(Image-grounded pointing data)
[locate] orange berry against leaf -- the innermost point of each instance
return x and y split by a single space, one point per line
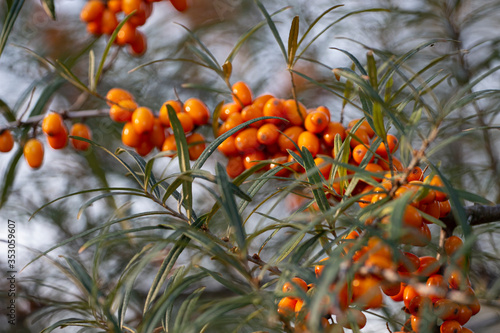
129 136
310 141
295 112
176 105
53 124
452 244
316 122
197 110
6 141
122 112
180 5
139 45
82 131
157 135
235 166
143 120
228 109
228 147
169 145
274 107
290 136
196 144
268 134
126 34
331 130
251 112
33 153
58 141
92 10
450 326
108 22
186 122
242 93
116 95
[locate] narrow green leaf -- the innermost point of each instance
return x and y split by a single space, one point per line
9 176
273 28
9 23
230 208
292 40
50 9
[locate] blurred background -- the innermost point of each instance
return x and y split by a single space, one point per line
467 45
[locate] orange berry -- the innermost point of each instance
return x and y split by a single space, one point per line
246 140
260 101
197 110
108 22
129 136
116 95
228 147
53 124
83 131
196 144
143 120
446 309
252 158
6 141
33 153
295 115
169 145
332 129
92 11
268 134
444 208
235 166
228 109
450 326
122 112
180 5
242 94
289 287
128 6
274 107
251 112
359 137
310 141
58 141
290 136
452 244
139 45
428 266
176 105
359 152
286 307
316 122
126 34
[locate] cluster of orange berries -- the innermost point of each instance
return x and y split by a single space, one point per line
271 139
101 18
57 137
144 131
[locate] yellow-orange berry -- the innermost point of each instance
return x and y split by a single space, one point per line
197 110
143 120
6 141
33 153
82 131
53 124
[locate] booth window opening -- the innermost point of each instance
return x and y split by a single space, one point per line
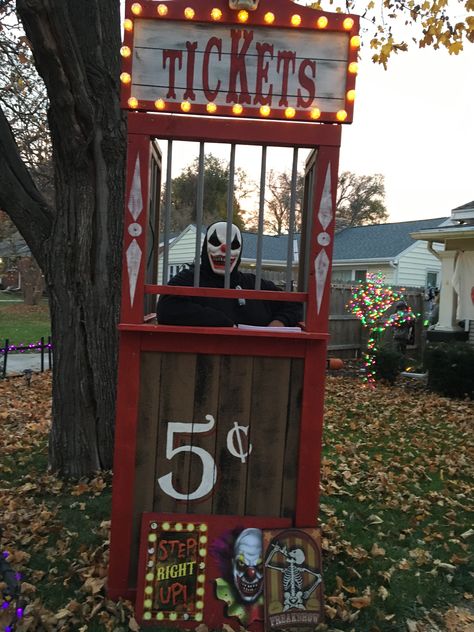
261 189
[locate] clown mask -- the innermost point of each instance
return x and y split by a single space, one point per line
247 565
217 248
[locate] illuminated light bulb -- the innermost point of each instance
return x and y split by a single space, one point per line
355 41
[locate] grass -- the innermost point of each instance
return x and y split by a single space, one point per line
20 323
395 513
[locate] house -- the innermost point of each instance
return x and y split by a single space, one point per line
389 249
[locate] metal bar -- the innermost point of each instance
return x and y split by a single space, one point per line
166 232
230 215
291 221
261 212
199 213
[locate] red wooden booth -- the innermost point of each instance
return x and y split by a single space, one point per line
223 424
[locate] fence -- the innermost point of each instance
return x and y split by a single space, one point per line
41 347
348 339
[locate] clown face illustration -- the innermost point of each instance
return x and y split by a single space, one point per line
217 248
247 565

---

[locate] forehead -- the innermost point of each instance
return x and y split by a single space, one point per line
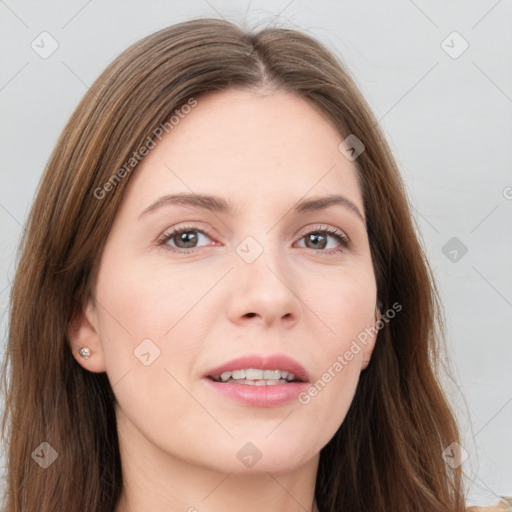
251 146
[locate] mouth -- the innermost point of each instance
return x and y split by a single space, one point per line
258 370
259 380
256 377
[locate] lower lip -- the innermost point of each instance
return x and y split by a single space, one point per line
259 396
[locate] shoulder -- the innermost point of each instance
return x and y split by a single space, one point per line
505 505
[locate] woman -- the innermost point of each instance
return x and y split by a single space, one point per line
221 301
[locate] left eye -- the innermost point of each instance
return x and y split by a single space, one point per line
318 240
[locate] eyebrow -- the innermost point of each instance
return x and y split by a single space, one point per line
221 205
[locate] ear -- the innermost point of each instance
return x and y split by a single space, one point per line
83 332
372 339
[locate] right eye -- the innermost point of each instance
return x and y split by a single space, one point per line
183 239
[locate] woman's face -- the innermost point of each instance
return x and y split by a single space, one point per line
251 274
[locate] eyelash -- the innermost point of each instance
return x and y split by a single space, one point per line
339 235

> WHAT IS NEEDED: Above are some records. Count the lines among them with the word "woman", and answer with the number only.

> FINISHED TASK: 2